YOUR GOAL> Reproduce all of the items that follow, replacing "Mark the region" with "Outline the area" wherever it occurs and leaving everything else unchanged. Omit the pictures from your answer.

SOURCE RECORDS>
____________________
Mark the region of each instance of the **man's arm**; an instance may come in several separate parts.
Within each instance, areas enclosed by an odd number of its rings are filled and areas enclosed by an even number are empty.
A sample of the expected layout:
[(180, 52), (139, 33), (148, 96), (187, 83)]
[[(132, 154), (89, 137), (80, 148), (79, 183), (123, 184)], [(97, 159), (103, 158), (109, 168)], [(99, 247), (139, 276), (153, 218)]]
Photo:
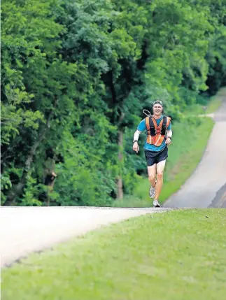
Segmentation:
[(173, 131), (172, 129), (169, 129), (169, 130), (167, 130), (167, 138), (172, 138), (172, 135), (173, 135)]
[(141, 134), (141, 131), (140, 131), (139, 130), (138, 130), (138, 129), (136, 130), (134, 135), (134, 141), (138, 141), (139, 138), (139, 135)]
[(137, 129), (136, 130), (134, 134), (134, 141), (133, 141), (133, 150), (136, 152), (139, 151), (139, 146), (138, 145), (138, 140), (141, 133), (146, 129), (145, 119), (142, 120), (140, 124), (138, 125)]
[(134, 143), (133, 143), (133, 150), (136, 152), (138, 153), (139, 152), (139, 146), (138, 145), (138, 140), (139, 138), (139, 135), (141, 134), (141, 131), (139, 130), (136, 130), (134, 135)]

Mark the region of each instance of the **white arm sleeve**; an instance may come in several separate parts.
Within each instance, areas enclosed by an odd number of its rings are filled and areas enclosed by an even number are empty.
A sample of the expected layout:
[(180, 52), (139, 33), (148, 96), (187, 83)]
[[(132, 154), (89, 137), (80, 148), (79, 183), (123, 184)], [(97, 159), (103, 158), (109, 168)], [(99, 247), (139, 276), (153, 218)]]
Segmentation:
[(141, 134), (141, 131), (139, 131), (139, 130), (136, 130), (134, 135), (134, 141), (138, 141), (139, 138), (139, 135)]
[(172, 131), (172, 130), (171, 129), (170, 129), (170, 130), (167, 130), (167, 138), (168, 138), (168, 136), (169, 136), (170, 138), (171, 138), (172, 137), (172, 135), (173, 135), (173, 131)]

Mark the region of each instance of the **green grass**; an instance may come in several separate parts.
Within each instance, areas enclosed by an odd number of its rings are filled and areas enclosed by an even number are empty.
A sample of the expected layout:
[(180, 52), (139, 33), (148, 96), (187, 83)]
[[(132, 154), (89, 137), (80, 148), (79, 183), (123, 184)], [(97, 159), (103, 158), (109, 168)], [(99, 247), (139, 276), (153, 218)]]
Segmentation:
[(217, 94), (211, 98), (205, 113), (215, 113), (220, 106), (222, 99), (225, 97), (225, 94), (226, 87), (221, 88)]
[(131, 218), (2, 269), (1, 299), (224, 300), (225, 225), (216, 208)]

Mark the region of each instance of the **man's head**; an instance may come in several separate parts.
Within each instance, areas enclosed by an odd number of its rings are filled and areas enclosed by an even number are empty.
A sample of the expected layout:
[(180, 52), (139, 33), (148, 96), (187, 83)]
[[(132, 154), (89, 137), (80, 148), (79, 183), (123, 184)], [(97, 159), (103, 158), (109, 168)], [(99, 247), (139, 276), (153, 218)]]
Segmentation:
[(161, 115), (163, 111), (163, 103), (160, 100), (156, 100), (153, 102), (153, 113), (156, 115)]

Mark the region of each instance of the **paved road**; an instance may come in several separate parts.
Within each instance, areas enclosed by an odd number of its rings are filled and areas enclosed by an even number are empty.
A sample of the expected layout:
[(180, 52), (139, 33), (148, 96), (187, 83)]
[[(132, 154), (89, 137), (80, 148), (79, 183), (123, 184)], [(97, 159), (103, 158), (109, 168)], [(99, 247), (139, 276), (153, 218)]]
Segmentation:
[(218, 193), (226, 183), (226, 95), (220, 95), (223, 103), (213, 115), (216, 124), (204, 156), (191, 177), (169, 198), (164, 207), (207, 208), (213, 200), (214, 207), (225, 205)]
[(1, 207), (1, 266), (73, 236), (129, 217), (167, 208)]
[[(222, 187), (226, 183), (225, 97), (214, 118), (216, 123), (199, 165), (180, 191), (166, 202), (165, 207), (224, 207), (225, 189)], [(10, 265), (31, 252), (50, 248), (101, 225), (168, 209), (1, 207), (1, 266)]]

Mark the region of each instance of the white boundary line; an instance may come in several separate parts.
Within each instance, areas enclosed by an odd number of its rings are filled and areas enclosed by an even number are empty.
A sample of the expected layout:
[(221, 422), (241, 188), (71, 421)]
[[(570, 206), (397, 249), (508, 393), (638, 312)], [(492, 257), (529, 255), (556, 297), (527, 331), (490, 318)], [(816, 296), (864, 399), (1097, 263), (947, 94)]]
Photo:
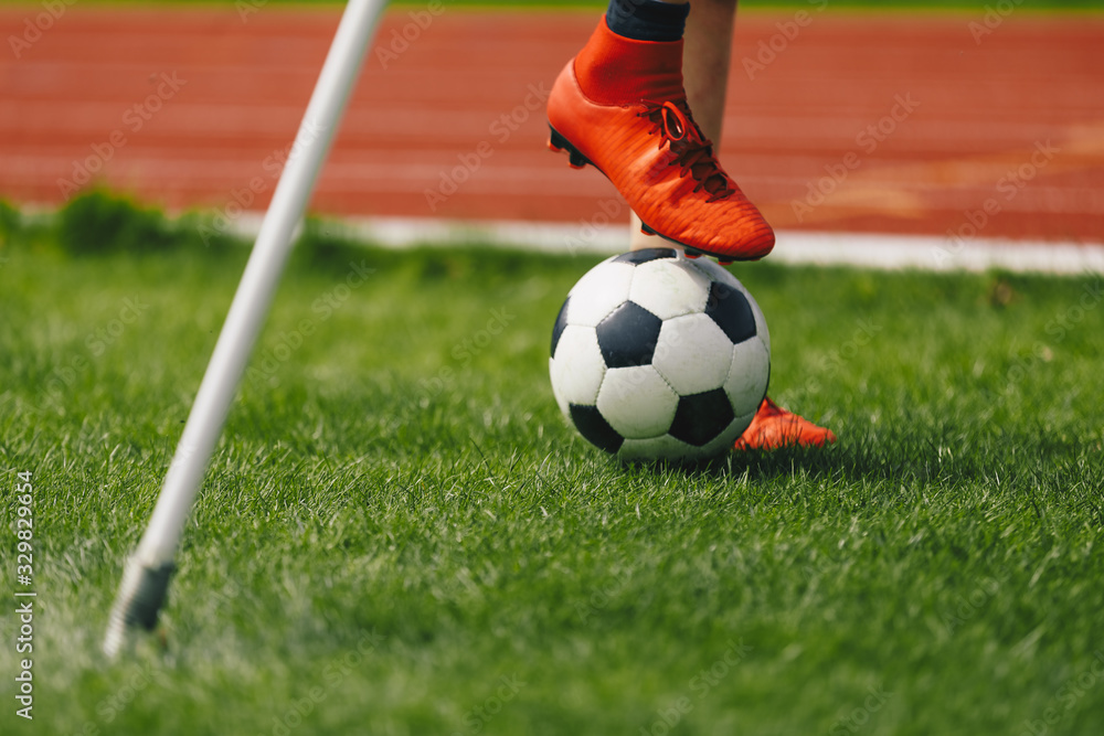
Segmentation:
[[(627, 249), (628, 225), (431, 217), (323, 218), (340, 234), (392, 248), (426, 244), (484, 244), (561, 254), (611, 255)], [(234, 231), (255, 236), (259, 215), (245, 213)], [(656, 244), (664, 242), (656, 239)], [(768, 263), (856, 266), (883, 270), (1104, 274), (1104, 244), (951, 239), (931, 235), (878, 235), (781, 231)]]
____________________
TASK OUTPUT>
Outline the area of each instance of the **man's arm**; an instance may come in several separate parts.
Within each instance, areas enclosed by an odd number of its rings are filled and areas enclosed by an even number are empty.
A sample of the expected layout:
[(180, 52), (139, 33), (148, 96), (187, 83)]
[[(132, 154), (89, 137), (80, 148), (79, 183), (123, 184)], [(97, 159), (103, 158), (109, 168)], [(99, 247), (139, 276), (153, 218)]]
Photo:
Segmentation:
[(173, 131), (172, 129), (169, 129), (169, 130), (167, 130), (167, 138), (172, 138), (172, 135), (173, 135)]
[(141, 134), (141, 131), (140, 131), (139, 130), (138, 130), (138, 129), (136, 130), (134, 135), (134, 141), (138, 141), (139, 138), (139, 135)]
[(137, 129), (136, 130), (134, 134), (134, 141), (133, 141), (133, 150), (136, 152), (139, 151), (139, 146), (138, 145), (138, 140), (141, 133), (146, 129), (145, 119), (142, 120), (140, 124), (138, 125)]
[(134, 143), (133, 143), (133, 150), (136, 152), (138, 153), (139, 152), (139, 146), (138, 145), (138, 140), (139, 138), (139, 135), (141, 134), (141, 131), (139, 130), (136, 130), (134, 135)]

Outline the area of each instance of the **white arm sleeve**; an instance may come in several separate parts.
Within each instance, areas enclosed by an odd number of its rings are filled and areas enclosed by an even number are empty.
A sample of the expected layout:
[(180, 52), (139, 33), (148, 96), (187, 83)]
[[(132, 154), (89, 137), (80, 148), (79, 183), (123, 184)], [(97, 159), (103, 158), (109, 168)], [(99, 247), (139, 276), (153, 218)]]
Segmentation:
[(141, 134), (141, 131), (139, 131), (139, 130), (136, 130), (134, 135), (134, 141), (138, 141), (139, 138), (139, 135)]
[(172, 131), (172, 130), (171, 129), (170, 129), (170, 130), (167, 130), (167, 138), (168, 138), (168, 136), (169, 136), (170, 138), (171, 138), (172, 137), (172, 135), (173, 135), (173, 131)]

Outline the area of each instance of the **green grass**; an instance may come in several separate parts.
Within each instance, areas enclosed by an odd number of its rings are filled and areas enclosed by an even number are empty.
A sample of the expected layout:
[(180, 52), (139, 33), (148, 96), (187, 83)]
[[(132, 154), (89, 137), (80, 148), (79, 183), (123, 184)], [(97, 159), (103, 158), (109, 168)], [(99, 247), (139, 276), (153, 218)]]
Segmentation:
[(217, 94), (211, 98), (205, 113), (215, 113), (220, 106), (222, 99), (225, 97), (225, 94), (226, 87), (221, 88)]
[(131, 218), (2, 269), (1, 299), (224, 300), (225, 225), (216, 208)]

Outline the area of each instance of the **man's head**; an instance may come in several separate parts.
Within each instance, areas enclosed by an odd number of its rings are filled and areas enclosed by an even number are empty.
A sample of the expected layout:
[(180, 52), (139, 33), (148, 96), (187, 83)]
[[(132, 154), (89, 137), (80, 148), (79, 183), (123, 184)], [(97, 159), (103, 158), (109, 168)], [(99, 247), (139, 276), (153, 218)]]
Segmentation:
[(161, 115), (163, 111), (163, 103), (160, 100), (156, 100), (153, 102), (153, 113), (156, 115)]

Outline the area of each instance of the **paved road**; an instance may come in several separate parts.
Within each instance, areas enclosed by an odd number of its rings are filled and areas enclosed by an even number are empty.
A sample of the expected layout:
[(180, 52), (139, 33), (148, 96), (187, 83)]
[[(132, 154), (89, 137), (80, 148), (79, 183), (123, 184)], [(97, 159), (103, 158), (109, 168)], [(99, 247), (139, 276), (153, 218)]]
Segmentation:
[(218, 193), (226, 183), (226, 95), (220, 95), (223, 103), (213, 115), (216, 124), (204, 156), (191, 177), (169, 198), (164, 207), (207, 208), (213, 200), (214, 207), (225, 205)]
[(1, 207), (1, 266), (73, 236), (129, 217), (167, 208)]
[[(222, 187), (226, 183), (225, 97), (214, 118), (216, 123), (199, 165), (180, 191), (166, 202), (165, 207), (224, 207), (225, 189)], [(10, 265), (31, 252), (50, 248), (101, 225), (168, 209), (1, 207), (1, 266)]]

Outline the area of each instance of the white boundary line; an instance may come in several separate parts.
Within each instance, areas enclosed by an odd number of its rings are filled and areas enclosed by an even number are empty.
A sample of the expected layout:
[(221, 422), (241, 188), (71, 421)]
[[(570, 206), (397, 249), (508, 393), (638, 312)], [(492, 257), (529, 255), (556, 297), (527, 331), (490, 318)], [(816, 296), (864, 399), (1097, 263), (947, 94)]]
Photo:
Segmentation:
[[(627, 249), (628, 225), (431, 217), (323, 218), (340, 234), (392, 248), (426, 244), (484, 244), (561, 254), (611, 255)], [(234, 231), (255, 236), (259, 215), (245, 213)], [(656, 244), (664, 242), (656, 239)], [(768, 263), (856, 266), (883, 270), (1104, 274), (1104, 244), (951, 239), (931, 235), (878, 235), (781, 231)]]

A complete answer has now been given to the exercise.